- Requirements:
Copy out all of the records below, swapping every "innermost" for "most central" and changing nothing else. Leave the pictures out of your copy.

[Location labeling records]
####################

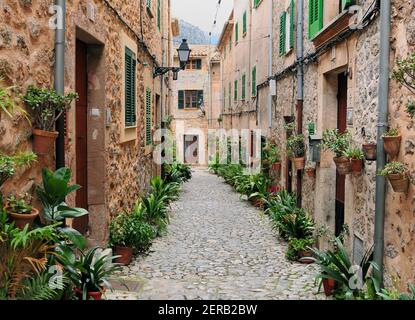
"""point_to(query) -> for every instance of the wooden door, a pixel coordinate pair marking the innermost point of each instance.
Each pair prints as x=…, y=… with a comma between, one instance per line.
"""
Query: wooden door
x=342, y=126
x=81, y=224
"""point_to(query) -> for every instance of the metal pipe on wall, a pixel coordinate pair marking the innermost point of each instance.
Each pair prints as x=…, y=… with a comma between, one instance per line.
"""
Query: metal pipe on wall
x=59, y=81
x=383, y=95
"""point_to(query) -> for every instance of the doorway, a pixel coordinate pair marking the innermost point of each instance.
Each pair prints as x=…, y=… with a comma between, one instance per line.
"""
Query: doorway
x=81, y=134
x=342, y=127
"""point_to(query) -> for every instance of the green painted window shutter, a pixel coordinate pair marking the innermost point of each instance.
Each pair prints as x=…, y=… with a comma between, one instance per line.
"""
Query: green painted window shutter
x=244, y=27
x=292, y=23
x=148, y=116
x=181, y=99
x=253, y=91
x=315, y=18
x=243, y=87
x=283, y=19
x=130, y=96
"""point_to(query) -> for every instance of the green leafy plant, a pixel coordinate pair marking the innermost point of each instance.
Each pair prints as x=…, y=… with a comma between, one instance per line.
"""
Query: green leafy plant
x=335, y=141
x=296, y=146
x=46, y=106
x=393, y=168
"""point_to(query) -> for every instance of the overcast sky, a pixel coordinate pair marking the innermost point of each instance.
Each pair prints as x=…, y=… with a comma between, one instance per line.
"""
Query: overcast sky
x=201, y=13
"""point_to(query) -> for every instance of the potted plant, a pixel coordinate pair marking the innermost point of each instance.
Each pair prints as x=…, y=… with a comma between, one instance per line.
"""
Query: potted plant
x=397, y=175
x=356, y=156
x=21, y=211
x=392, y=142
x=296, y=150
x=338, y=143
x=46, y=107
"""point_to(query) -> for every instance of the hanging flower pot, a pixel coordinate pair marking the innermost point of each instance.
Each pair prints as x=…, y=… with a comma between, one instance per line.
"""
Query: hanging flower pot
x=392, y=145
x=343, y=164
x=370, y=151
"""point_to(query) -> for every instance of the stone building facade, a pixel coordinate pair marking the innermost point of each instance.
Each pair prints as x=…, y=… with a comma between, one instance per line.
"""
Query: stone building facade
x=98, y=34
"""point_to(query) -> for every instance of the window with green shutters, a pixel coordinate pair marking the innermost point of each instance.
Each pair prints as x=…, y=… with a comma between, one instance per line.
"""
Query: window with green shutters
x=243, y=87
x=244, y=27
x=253, y=82
x=315, y=17
x=148, y=116
x=283, y=35
x=130, y=93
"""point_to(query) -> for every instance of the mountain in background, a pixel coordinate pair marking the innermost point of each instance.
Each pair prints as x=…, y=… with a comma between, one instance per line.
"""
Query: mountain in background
x=194, y=34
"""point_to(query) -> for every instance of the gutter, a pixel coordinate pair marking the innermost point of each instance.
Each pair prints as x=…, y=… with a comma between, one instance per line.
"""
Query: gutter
x=383, y=94
x=59, y=82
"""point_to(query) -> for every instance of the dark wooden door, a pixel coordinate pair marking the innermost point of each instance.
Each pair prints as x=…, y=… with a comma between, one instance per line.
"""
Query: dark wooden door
x=81, y=224
x=342, y=126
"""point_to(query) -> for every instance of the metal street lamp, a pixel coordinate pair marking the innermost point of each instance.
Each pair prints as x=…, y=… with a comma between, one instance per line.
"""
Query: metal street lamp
x=184, y=56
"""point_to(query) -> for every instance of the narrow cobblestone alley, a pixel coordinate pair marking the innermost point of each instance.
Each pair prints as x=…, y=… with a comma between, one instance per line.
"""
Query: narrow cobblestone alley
x=217, y=247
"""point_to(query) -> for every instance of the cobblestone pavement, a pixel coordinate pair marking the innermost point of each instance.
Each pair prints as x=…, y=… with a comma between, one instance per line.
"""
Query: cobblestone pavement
x=217, y=247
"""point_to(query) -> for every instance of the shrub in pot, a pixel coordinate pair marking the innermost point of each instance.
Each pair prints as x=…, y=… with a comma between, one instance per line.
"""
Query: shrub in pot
x=392, y=142
x=338, y=142
x=296, y=150
x=397, y=175
x=46, y=107
x=356, y=156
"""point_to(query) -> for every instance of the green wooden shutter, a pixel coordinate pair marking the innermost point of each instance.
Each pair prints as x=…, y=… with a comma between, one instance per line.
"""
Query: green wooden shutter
x=292, y=23
x=148, y=116
x=181, y=99
x=283, y=19
x=244, y=27
x=315, y=19
x=130, y=96
x=243, y=86
x=253, y=84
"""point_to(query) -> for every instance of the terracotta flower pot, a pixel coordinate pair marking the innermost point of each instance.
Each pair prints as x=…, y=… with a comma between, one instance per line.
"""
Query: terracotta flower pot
x=392, y=145
x=125, y=253
x=399, y=182
x=343, y=164
x=357, y=165
x=299, y=163
x=44, y=141
x=21, y=219
x=370, y=151
x=328, y=286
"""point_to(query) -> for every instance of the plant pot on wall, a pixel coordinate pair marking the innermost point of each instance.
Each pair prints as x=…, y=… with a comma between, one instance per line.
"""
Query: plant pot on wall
x=343, y=165
x=370, y=151
x=44, y=141
x=392, y=145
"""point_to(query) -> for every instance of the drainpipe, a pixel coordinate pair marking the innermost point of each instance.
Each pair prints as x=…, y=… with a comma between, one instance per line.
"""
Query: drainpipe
x=270, y=53
x=59, y=85
x=385, y=25
x=300, y=87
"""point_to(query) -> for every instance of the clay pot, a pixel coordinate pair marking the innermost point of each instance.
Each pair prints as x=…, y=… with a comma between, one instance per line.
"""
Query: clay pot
x=357, y=165
x=21, y=219
x=94, y=295
x=44, y=141
x=370, y=151
x=399, y=182
x=392, y=145
x=299, y=163
x=125, y=253
x=328, y=286
x=343, y=164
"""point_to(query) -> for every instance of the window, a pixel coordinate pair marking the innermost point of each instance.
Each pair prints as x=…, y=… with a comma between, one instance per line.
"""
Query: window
x=130, y=93
x=148, y=116
x=253, y=91
x=194, y=64
x=315, y=17
x=190, y=99
x=244, y=27
x=243, y=86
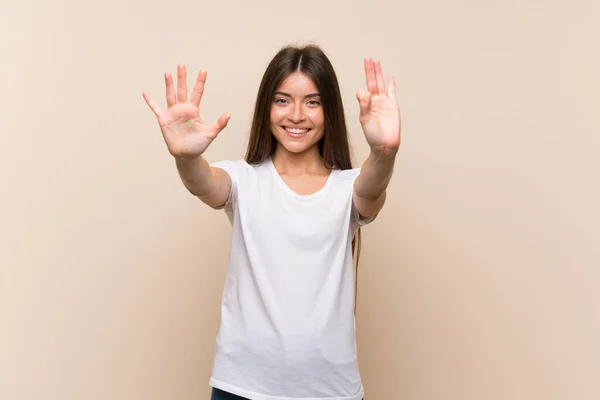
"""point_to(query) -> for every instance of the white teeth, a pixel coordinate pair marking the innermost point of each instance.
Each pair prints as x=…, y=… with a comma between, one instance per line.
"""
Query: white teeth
x=298, y=131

####################

- The result:
"""point_to(query) -> for every instance of the wooden door, a pixel coordinate pair marking the most central point of each instance.
Each pair prints as x=…, y=… with a comma between, one instance per line.
"""
Query: wooden door
x=342, y=126
x=81, y=224
"""point_to(query) -> for every instance of the metal pipe on wall, a pixel coordinate pair marking the most central point of each instance.
Each pair prints as x=…, y=… with a comma between, one instance per line.
"""
Query: metal pipe on wall
x=59, y=81
x=383, y=95
"""point_to(query) -> for every instance of the doorway, a pixel coordinate pair marking the most central point of each instance.
Each pair prints as x=…, y=… with a comma between, one instance per line.
"""
Query: doorway
x=81, y=134
x=342, y=127
"""point_to(query) -> for every instance of the green painted window shutter, a pixel coordinate pair marking the most central point of each instance.
Each pair prints as x=…, y=… with a comma between, one instance per line.
"""
Query: green painted window shutter
x=244, y=27
x=292, y=23
x=148, y=116
x=181, y=99
x=253, y=91
x=315, y=18
x=243, y=87
x=283, y=19
x=130, y=96
"""point_to(query) -> for every instance of the green leafy plant, a pixel coordinate pair marking the most central point of each instance.
Each pair prints as x=…, y=… with a comma between, one instance per line.
"""
Query: green leafy plant
x=335, y=141
x=296, y=146
x=46, y=106
x=393, y=168
"""point_to(query) -> for every instance of the overcast sky, a pixel coordinate pair marking the most central point of each instance.
Each pair prints as x=…, y=… with a comma between, one instance per line.
"""
Query: overcast sky
x=201, y=13
"""point_to(query) -> for every instance of the potted plant, a pixel coordinate pair marking the most central point of each instance.
Each pair prints as x=…, y=… with a comma between, one instance per line.
"""
Query: potted plant
x=397, y=175
x=356, y=156
x=21, y=211
x=392, y=142
x=296, y=150
x=338, y=143
x=46, y=107
"""point_to(query) -> for every instance of the hanging flower pot, a pixel coordinate pair marking the most central point of each instance.
Each pair prints as x=…, y=… with a comma between, one instance per line.
"""
Query: hanging flower pot
x=392, y=145
x=343, y=164
x=370, y=151
"""point_to(query) -> for every instance of the stone building facade, a pixel coordinate pair marking the most central point of each instance.
Each pair prints as x=…, y=… with a comma between, one instance per line.
"""
Query: stone building facade
x=98, y=34
"""point_to(query) -> for every instance of the window with green shutters, a pixel coordinate pair marking the most central point of each instance.
Each pair prints as x=…, y=… with a comma between, one instance per line.
"""
Query: window with green shutters
x=243, y=87
x=244, y=27
x=253, y=82
x=315, y=17
x=148, y=116
x=283, y=35
x=130, y=93
"""point_to(query) -> for every instance of the mountain in background, a pixel coordinate pair marking the most central point of each instance.
Each pair prints as x=…, y=… with a comma between, one instance per line.
"""
Query: mountain in background
x=194, y=34
"""point_to(query) -> for every instance of the gutter, a pixel coordinate pair marking the most central point of each instance.
Each pair prints as x=…, y=… with a comma between, one instance per line.
"""
Query: gutter
x=383, y=94
x=59, y=82
"""point_to(query) -> for every instance of the dark wooden door, a pixel coordinate pair marking the most central point of each instance.
Each pair prints as x=…, y=… with a comma between, one instance per line.
"""
Query: dark wooden door
x=81, y=224
x=342, y=126
"""point_to(query) -> for every instance of the metal street lamp, a pixel coordinate pair marking the most central point of each instance.
Each pair prints as x=…, y=… with a comma between, one instance per line.
"""
Query: metal street lamp
x=184, y=56
"""point_to(query) -> for every instance of the narrow cobblestone alley, a pixel coordinate pair marking the most central point of each instance.
Each pair prints as x=…, y=… with a comma between, one instance per line.
"""
Query: narrow cobblestone alley
x=217, y=247
"""point_to(query) -> for every instance of the cobblestone pavement, a pixel coordinate pair marking the most central point of each instance.
Each pair prints as x=…, y=… with a comma between, one instance per line.
"""
Query: cobblestone pavement
x=217, y=247
"""point_to(query) -> for every instance of the shrub in pot, a pixel coordinate pair marking the most central point of each instance.
Each pair prints as x=…, y=… with a comma between, one instance per line.
"""
Query: shrub in pot
x=392, y=142
x=338, y=142
x=296, y=150
x=397, y=175
x=46, y=107
x=356, y=156
"""point_to(query) -> for every instance of the green wooden shutter, a pixel coordinate pair marking the most central point of each instance.
Each pair prints as x=…, y=… with a comma between, one instance per line.
"""
Query: green wooden shutter
x=292, y=23
x=148, y=116
x=181, y=99
x=283, y=19
x=244, y=27
x=315, y=19
x=130, y=96
x=243, y=86
x=253, y=84
"""point_to(query) -> for every instance of the terracotta flower pot, a pixel coordinate pair marking the most central point of each instance.
Each pair prints as x=…, y=… with a comma between, one instance per line.
"""
Query: terracotta flower pot
x=392, y=145
x=125, y=253
x=399, y=182
x=343, y=164
x=357, y=165
x=299, y=163
x=44, y=141
x=21, y=219
x=370, y=151
x=328, y=286
"""point_to(query) -> for every instance of the plant pot on wall, a pixel coordinate pair marking the most central point of each instance.
Each pair prints as x=…, y=… with a comma between, one instance per line.
"""
Query: plant pot on wall
x=343, y=165
x=370, y=151
x=44, y=141
x=392, y=145
"""point_to(query) -> for every instance of the drainpipe, a pixel coordinate pair marking the most central point of each instance.
Each pair prints as x=…, y=… with a comma between, one instance per line.
"""
Query: drainpipe
x=270, y=53
x=59, y=85
x=385, y=25
x=300, y=87
"""point_to(query) -> for every instance of the clay pot, a pixel coordinate pair marking the most central point of each instance.
Each pair prints as x=…, y=… with a comma between, one instance per line.
"""
Query: clay pot
x=357, y=165
x=21, y=219
x=94, y=295
x=44, y=141
x=370, y=151
x=399, y=182
x=392, y=145
x=299, y=163
x=125, y=253
x=328, y=286
x=343, y=164
"""point_to(query) -> for every instance of the window, a pixel coordinate pair marking the most central point of each instance.
Each pair prints as x=…, y=… with a comma between, one instance per line.
"""
Query: window
x=130, y=93
x=148, y=116
x=253, y=91
x=194, y=64
x=315, y=17
x=190, y=99
x=244, y=27
x=243, y=86
"""point_to(query) -> for every instance of the white teeth, a pixel coordinate pair marking the most central point of each instance.
Each pair prints as x=…, y=… with a comma between, one instance per line.
"""
Query: white teeth
x=298, y=131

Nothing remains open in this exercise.